* **Material to process**
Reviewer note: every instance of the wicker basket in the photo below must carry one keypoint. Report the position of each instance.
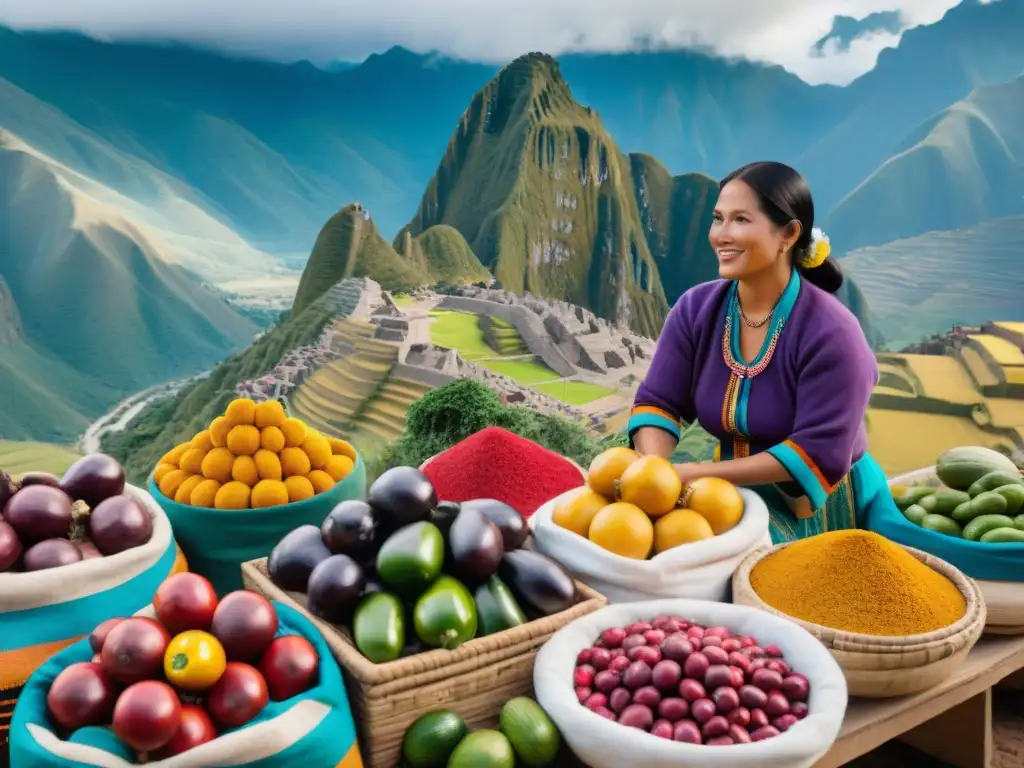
(881, 667)
(474, 680)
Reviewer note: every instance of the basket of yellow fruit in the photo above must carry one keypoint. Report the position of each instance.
(237, 487)
(633, 532)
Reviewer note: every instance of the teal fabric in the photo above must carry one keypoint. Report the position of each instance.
(997, 562)
(216, 542)
(849, 506)
(325, 747)
(47, 624)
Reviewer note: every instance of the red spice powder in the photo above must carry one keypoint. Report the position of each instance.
(497, 464)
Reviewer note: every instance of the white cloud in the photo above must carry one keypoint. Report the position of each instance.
(776, 31)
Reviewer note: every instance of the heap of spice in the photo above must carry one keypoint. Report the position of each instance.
(497, 464)
(856, 581)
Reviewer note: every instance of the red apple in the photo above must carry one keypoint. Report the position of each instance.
(239, 696)
(197, 728)
(245, 623)
(99, 634)
(134, 650)
(82, 694)
(289, 667)
(185, 601)
(147, 715)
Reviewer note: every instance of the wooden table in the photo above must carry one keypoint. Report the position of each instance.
(951, 721)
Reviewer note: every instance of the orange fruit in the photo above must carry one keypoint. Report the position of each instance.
(717, 501)
(607, 467)
(680, 526)
(623, 529)
(576, 511)
(651, 483)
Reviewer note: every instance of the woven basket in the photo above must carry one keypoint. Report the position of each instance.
(881, 667)
(474, 680)
(1004, 600)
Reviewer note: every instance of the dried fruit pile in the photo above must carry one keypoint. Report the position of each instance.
(681, 681)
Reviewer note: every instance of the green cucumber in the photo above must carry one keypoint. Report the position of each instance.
(431, 739)
(1003, 536)
(379, 627)
(914, 513)
(444, 616)
(993, 480)
(534, 736)
(497, 607)
(943, 502)
(411, 558)
(981, 525)
(941, 524)
(911, 496)
(486, 749)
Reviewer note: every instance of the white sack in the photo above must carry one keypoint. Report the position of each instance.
(603, 743)
(701, 570)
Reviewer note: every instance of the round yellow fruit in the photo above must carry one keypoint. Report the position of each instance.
(269, 414)
(717, 501)
(624, 529)
(680, 526)
(269, 494)
(607, 467)
(651, 483)
(576, 511)
(242, 411)
(299, 488)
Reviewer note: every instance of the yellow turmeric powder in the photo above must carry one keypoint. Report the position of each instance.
(856, 581)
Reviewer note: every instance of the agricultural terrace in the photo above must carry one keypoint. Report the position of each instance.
(496, 345)
(16, 457)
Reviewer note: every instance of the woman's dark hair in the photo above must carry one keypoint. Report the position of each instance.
(784, 197)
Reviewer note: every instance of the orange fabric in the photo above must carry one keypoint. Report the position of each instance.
(17, 666)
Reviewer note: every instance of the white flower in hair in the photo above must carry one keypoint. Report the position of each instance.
(818, 251)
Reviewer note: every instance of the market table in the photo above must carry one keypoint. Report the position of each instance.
(951, 721)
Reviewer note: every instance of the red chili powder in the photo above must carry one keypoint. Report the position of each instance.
(497, 464)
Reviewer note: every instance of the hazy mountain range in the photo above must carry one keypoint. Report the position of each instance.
(189, 187)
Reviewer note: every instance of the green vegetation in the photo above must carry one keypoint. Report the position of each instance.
(16, 458)
(175, 419)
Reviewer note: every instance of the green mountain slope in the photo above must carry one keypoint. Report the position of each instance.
(925, 285)
(544, 198)
(96, 307)
(962, 167)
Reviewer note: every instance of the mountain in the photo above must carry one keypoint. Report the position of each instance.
(94, 302)
(923, 286)
(545, 199)
(962, 167)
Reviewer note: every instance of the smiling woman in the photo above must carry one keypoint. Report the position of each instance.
(770, 363)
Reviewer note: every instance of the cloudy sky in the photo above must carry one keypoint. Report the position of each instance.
(782, 32)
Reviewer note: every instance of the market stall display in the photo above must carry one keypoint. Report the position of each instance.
(898, 621)
(74, 551)
(197, 682)
(709, 675)
(420, 601)
(631, 552)
(525, 735)
(252, 475)
(497, 464)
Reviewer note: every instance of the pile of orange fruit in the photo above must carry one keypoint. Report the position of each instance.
(253, 457)
(631, 506)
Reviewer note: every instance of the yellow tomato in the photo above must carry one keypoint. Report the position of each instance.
(194, 660)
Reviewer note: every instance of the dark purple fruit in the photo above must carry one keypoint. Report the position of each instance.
(350, 528)
(10, 547)
(118, 523)
(39, 512)
(294, 558)
(94, 478)
(51, 554)
(335, 588)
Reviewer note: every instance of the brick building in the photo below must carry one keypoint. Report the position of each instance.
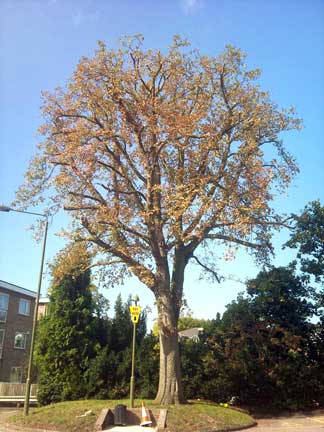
(16, 321)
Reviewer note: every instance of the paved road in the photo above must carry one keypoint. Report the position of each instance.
(313, 422)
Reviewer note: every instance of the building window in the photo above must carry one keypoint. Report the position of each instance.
(16, 375)
(20, 340)
(4, 301)
(24, 307)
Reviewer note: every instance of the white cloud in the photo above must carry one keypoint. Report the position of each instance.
(190, 7)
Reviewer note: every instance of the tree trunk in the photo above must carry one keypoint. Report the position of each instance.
(170, 389)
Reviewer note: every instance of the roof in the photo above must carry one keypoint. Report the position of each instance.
(44, 300)
(191, 333)
(16, 288)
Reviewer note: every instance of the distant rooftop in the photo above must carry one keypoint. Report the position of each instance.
(192, 333)
(16, 288)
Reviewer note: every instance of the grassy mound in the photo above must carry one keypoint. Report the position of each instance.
(195, 416)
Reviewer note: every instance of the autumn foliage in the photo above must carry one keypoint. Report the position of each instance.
(154, 154)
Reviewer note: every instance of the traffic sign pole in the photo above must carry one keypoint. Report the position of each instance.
(135, 311)
(132, 383)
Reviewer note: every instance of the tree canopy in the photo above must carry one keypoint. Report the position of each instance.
(155, 154)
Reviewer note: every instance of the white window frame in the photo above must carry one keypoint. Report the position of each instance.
(18, 373)
(24, 302)
(3, 310)
(24, 340)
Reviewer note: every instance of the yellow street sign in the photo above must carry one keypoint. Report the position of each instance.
(135, 310)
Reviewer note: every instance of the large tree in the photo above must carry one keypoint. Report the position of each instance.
(156, 154)
(66, 339)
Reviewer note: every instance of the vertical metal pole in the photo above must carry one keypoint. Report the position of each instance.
(132, 383)
(32, 342)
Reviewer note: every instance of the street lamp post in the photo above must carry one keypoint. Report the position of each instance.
(32, 342)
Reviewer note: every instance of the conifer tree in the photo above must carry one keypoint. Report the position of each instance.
(66, 337)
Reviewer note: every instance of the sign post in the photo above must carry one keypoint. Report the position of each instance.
(135, 312)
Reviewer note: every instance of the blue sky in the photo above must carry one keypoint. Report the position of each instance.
(41, 42)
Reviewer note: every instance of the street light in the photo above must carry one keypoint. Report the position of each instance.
(32, 342)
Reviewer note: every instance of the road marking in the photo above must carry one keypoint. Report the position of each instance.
(317, 420)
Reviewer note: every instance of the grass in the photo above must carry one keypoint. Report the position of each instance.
(197, 416)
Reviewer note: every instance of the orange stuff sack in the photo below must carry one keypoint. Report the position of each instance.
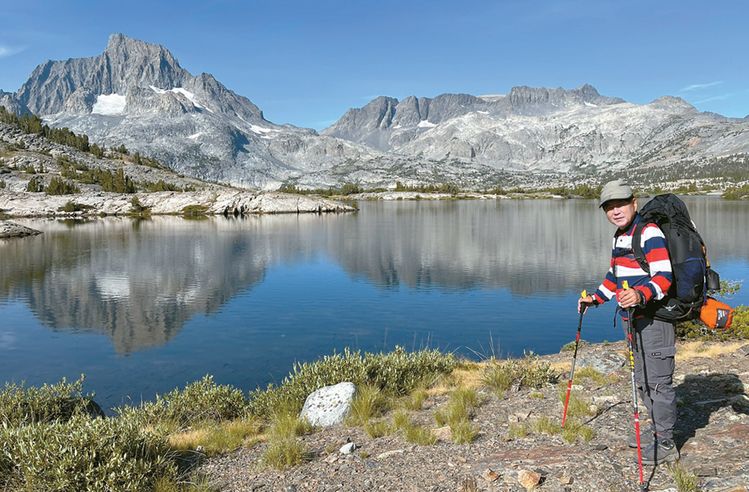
(716, 314)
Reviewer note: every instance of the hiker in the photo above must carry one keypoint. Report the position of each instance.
(655, 339)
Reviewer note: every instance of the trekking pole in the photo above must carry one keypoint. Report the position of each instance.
(631, 343)
(583, 295)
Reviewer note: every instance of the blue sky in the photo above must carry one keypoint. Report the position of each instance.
(307, 62)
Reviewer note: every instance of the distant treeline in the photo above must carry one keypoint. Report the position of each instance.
(32, 124)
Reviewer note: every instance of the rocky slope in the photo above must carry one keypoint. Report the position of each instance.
(544, 129)
(711, 432)
(29, 157)
(137, 94)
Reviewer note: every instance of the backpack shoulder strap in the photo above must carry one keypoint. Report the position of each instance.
(637, 247)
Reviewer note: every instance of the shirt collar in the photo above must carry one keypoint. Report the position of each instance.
(631, 229)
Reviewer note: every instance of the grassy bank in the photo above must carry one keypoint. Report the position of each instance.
(54, 438)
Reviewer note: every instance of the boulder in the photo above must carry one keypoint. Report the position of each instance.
(329, 405)
(9, 229)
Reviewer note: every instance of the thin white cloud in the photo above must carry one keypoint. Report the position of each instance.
(6, 50)
(695, 87)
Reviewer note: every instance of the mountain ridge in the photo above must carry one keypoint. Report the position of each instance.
(136, 93)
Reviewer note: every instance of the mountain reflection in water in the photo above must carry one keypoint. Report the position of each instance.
(139, 283)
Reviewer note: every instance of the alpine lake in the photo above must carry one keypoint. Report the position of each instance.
(142, 307)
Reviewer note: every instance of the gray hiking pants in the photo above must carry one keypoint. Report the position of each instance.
(654, 372)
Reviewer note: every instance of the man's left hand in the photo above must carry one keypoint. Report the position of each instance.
(628, 298)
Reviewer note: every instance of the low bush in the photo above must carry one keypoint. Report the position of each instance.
(737, 193)
(194, 211)
(457, 413)
(378, 428)
(49, 403)
(216, 438)
(395, 373)
(528, 372)
(71, 207)
(201, 401)
(58, 186)
(369, 402)
(137, 209)
(83, 454)
(35, 185)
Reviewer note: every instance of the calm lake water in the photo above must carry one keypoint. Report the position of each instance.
(143, 307)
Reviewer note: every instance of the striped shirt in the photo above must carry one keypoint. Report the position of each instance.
(624, 266)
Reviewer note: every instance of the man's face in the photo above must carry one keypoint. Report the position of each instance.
(620, 212)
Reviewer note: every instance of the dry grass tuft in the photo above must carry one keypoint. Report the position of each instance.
(697, 349)
(218, 438)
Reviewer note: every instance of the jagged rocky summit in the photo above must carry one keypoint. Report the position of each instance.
(136, 93)
(544, 129)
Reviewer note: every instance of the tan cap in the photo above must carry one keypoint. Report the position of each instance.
(615, 190)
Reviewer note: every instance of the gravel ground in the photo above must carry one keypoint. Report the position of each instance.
(712, 431)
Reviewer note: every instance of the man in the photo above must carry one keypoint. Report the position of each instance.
(656, 345)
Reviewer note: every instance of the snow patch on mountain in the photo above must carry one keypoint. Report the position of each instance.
(109, 104)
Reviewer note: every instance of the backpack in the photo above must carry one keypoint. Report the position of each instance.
(692, 276)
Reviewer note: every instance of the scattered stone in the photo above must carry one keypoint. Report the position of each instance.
(10, 229)
(606, 400)
(329, 405)
(444, 434)
(490, 475)
(565, 478)
(347, 448)
(529, 479)
(517, 417)
(705, 471)
(387, 454)
(605, 363)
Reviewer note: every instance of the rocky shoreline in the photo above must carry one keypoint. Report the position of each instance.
(711, 382)
(10, 230)
(217, 201)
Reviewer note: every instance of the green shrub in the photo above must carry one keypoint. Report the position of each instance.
(83, 454)
(395, 373)
(528, 372)
(137, 209)
(415, 400)
(58, 186)
(159, 185)
(48, 403)
(284, 453)
(368, 402)
(417, 434)
(35, 185)
(201, 401)
(685, 480)
(737, 193)
(71, 207)
(378, 428)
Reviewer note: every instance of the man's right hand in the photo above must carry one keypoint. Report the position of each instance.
(583, 303)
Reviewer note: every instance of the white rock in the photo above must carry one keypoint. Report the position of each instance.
(329, 405)
(347, 448)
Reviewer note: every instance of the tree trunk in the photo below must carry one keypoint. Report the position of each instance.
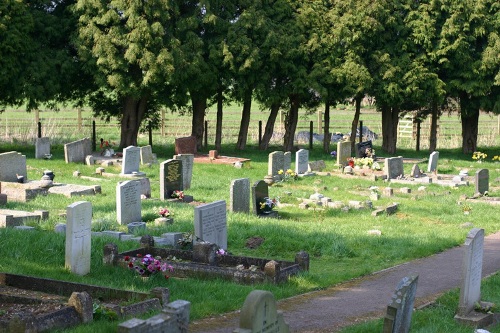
(390, 118)
(198, 121)
(268, 132)
(245, 121)
(218, 126)
(433, 133)
(469, 114)
(133, 113)
(291, 123)
(326, 129)
(355, 121)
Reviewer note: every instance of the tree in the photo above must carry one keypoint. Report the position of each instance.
(126, 46)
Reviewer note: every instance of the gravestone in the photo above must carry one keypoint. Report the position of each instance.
(343, 152)
(482, 181)
(362, 147)
(239, 201)
(131, 160)
(185, 145)
(42, 147)
(147, 156)
(170, 178)
(259, 314)
(76, 151)
(301, 161)
(433, 159)
(393, 167)
(12, 164)
(399, 311)
(210, 223)
(128, 202)
(276, 163)
(187, 169)
(287, 161)
(78, 231)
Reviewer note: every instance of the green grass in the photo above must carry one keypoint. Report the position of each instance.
(426, 223)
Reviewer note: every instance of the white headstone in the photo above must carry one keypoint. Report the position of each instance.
(128, 202)
(78, 231)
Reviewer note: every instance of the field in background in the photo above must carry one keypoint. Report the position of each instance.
(66, 125)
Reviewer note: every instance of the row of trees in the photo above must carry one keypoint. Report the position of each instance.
(129, 58)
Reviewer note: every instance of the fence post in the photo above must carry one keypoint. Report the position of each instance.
(310, 134)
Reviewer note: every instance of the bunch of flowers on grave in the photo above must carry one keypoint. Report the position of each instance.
(478, 156)
(267, 204)
(288, 175)
(148, 265)
(178, 194)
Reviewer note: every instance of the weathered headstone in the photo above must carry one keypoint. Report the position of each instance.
(128, 202)
(276, 163)
(42, 147)
(343, 152)
(393, 167)
(399, 311)
(187, 169)
(301, 161)
(78, 231)
(12, 165)
(76, 151)
(210, 223)
(433, 159)
(239, 200)
(131, 160)
(170, 178)
(259, 314)
(482, 181)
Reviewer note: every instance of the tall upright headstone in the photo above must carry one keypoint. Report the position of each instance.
(343, 152)
(170, 178)
(433, 160)
(187, 169)
(393, 167)
(239, 201)
(482, 181)
(78, 232)
(131, 160)
(210, 223)
(400, 309)
(301, 161)
(128, 202)
(260, 314)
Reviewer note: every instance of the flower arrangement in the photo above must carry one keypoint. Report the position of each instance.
(178, 194)
(148, 265)
(478, 156)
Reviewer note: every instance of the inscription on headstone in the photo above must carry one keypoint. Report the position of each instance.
(210, 223)
(170, 178)
(78, 231)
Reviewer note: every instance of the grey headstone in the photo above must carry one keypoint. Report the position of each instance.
(170, 178)
(12, 164)
(393, 167)
(343, 152)
(399, 311)
(470, 291)
(433, 159)
(131, 160)
(210, 223)
(301, 161)
(260, 314)
(42, 147)
(78, 232)
(128, 202)
(187, 169)
(239, 200)
(482, 181)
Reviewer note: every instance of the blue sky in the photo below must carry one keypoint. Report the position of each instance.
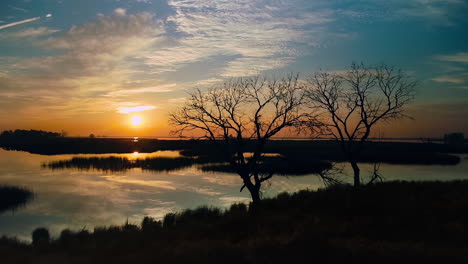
(81, 65)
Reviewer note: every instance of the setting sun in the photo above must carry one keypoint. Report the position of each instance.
(136, 120)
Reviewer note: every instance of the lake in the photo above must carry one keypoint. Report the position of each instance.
(83, 199)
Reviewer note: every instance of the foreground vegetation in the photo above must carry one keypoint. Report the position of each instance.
(386, 222)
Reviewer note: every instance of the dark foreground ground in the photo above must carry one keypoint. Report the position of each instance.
(425, 222)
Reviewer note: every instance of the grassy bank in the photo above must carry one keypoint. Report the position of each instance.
(388, 152)
(387, 222)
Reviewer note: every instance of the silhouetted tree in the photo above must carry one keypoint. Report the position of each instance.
(353, 102)
(244, 110)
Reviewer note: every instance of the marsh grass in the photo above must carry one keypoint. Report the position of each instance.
(383, 223)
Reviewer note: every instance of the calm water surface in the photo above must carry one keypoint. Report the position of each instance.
(78, 199)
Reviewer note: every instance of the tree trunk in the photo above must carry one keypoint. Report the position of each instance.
(356, 171)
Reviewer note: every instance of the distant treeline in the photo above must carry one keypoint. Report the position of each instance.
(50, 143)
(276, 165)
(28, 134)
(393, 222)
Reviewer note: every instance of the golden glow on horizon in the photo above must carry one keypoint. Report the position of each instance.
(136, 120)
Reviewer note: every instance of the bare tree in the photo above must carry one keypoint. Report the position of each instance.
(244, 110)
(353, 102)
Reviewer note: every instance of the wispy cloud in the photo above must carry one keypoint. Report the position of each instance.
(128, 110)
(458, 57)
(152, 89)
(19, 22)
(251, 36)
(34, 32)
(457, 78)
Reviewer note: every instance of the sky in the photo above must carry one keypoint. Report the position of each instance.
(90, 66)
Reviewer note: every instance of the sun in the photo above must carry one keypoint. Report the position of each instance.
(136, 120)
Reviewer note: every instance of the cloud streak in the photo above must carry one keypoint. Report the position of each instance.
(19, 22)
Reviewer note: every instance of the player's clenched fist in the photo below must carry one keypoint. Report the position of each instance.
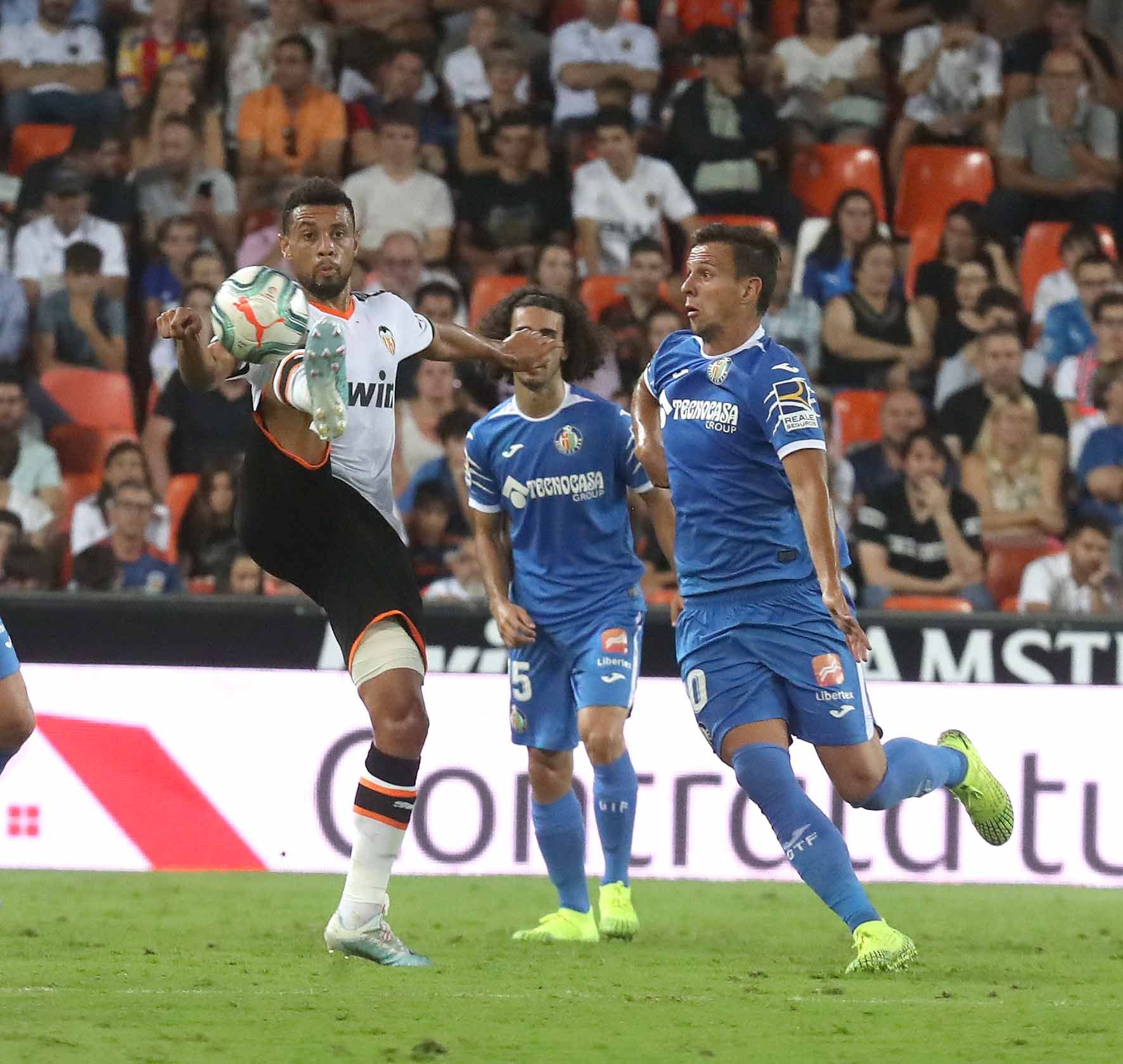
(179, 323)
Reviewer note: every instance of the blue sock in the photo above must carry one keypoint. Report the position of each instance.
(811, 842)
(561, 836)
(615, 789)
(914, 769)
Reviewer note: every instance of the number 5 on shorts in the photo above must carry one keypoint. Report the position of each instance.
(520, 681)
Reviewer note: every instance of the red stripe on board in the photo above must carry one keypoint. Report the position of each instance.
(152, 799)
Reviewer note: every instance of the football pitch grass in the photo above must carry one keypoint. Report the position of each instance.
(216, 968)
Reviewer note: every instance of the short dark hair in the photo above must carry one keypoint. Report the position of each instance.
(756, 254)
(1107, 302)
(584, 354)
(82, 257)
(610, 117)
(455, 425)
(298, 41)
(315, 192)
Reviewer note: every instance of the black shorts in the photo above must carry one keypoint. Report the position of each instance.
(307, 527)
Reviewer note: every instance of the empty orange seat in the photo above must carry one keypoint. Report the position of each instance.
(489, 290)
(820, 174)
(857, 416)
(1041, 254)
(930, 603)
(937, 179)
(33, 142)
(94, 397)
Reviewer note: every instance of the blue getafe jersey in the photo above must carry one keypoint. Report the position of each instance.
(727, 422)
(563, 482)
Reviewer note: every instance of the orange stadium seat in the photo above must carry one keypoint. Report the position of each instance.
(1041, 254)
(935, 179)
(1006, 563)
(489, 290)
(822, 173)
(930, 603)
(94, 397)
(857, 416)
(32, 143)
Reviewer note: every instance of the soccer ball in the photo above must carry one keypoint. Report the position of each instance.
(260, 312)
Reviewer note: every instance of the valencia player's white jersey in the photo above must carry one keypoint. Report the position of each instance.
(380, 330)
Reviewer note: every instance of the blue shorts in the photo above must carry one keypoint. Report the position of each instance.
(10, 662)
(593, 662)
(774, 653)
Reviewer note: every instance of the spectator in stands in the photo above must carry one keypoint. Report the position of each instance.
(177, 93)
(207, 538)
(877, 465)
(827, 80)
(143, 569)
(1017, 484)
(55, 72)
(996, 307)
(647, 272)
(794, 319)
(90, 521)
(724, 141)
(871, 337)
(447, 471)
(1079, 579)
(29, 466)
(1058, 160)
(951, 75)
(251, 64)
(162, 41)
(188, 430)
(292, 126)
(397, 196)
(430, 540)
(417, 440)
(624, 196)
(508, 215)
(80, 324)
(477, 120)
(41, 245)
(919, 537)
(556, 269)
(1068, 326)
(243, 576)
(965, 237)
(961, 418)
(1059, 286)
(828, 269)
(179, 186)
(1063, 29)
(587, 52)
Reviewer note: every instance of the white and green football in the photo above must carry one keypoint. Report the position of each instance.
(260, 312)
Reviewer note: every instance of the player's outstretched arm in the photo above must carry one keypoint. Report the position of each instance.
(650, 437)
(202, 368)
(516, 625)
(807, 470)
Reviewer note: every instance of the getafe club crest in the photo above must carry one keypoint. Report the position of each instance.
(717, 372)
(568, 440)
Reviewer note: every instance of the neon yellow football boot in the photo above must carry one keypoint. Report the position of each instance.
(618, 916)
(984, 798)
(565, 925)
(881, 949)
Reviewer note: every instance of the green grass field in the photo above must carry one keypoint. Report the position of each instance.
(183, 969)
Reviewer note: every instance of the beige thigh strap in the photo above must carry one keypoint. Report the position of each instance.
(384, 646)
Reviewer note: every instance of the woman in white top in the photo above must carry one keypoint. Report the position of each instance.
(827, 80)
(125, 461)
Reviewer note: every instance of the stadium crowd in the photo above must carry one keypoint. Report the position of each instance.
(944, 177)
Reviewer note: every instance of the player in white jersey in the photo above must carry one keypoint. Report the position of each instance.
(320, 515)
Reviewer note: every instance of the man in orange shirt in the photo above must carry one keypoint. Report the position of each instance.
(292, 126)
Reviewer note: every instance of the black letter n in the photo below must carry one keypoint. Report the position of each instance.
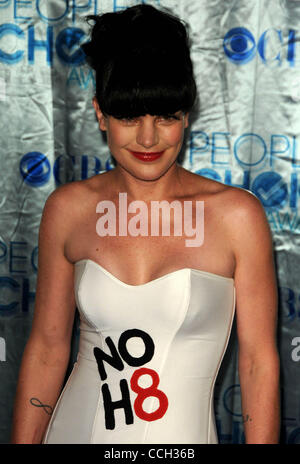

* **Exercise requirements**
Locate each line in the listing above that contains the word "stadium", and copy those lines out in full.

* **Output of the task**
Reviewer note: every instance of the orange stadium seat in the photo above must carry one keypoint. Report the position of each instance.
Reviewer note: every instance of the stadium crowd in the photo above must carry one keypoint. Report the position of each instance.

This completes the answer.